■ Descrição da tarefa: Retorne, na íntegra, cada linha dos registros abaixo em que aparece a palavra "below".

■ Material do exercício:
◆ ◆ ◆

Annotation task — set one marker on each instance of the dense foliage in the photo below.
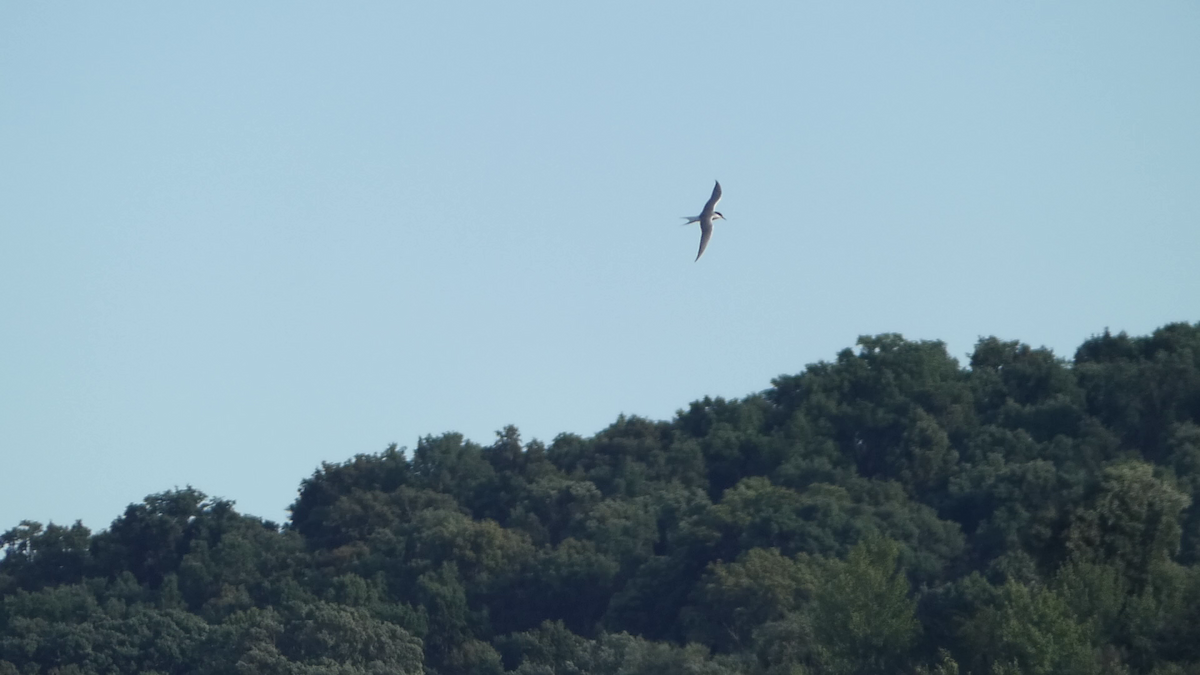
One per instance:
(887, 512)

◆ ◆ ◆

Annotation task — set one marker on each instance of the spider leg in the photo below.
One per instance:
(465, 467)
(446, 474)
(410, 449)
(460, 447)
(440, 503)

◆ ◆ ◆

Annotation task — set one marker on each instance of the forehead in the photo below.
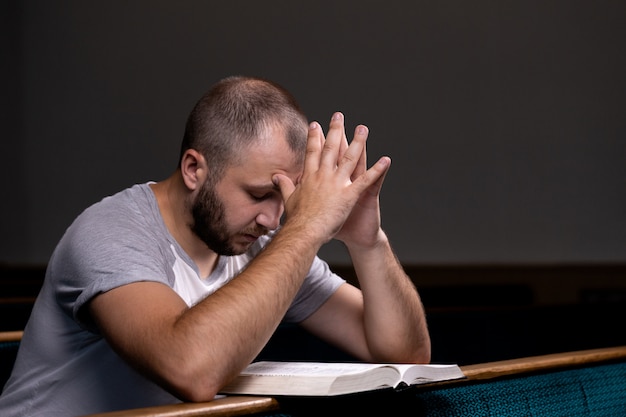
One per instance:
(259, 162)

◆ ◆ ◆

■ Resposta:
Annotation task — set one marker on each instance of the dense foliage in the photo below.
Annotation task — set one marker on each instance of the spider leg in the photo below.
Annotation task — set one marker on each instance of the forehead in the photo below.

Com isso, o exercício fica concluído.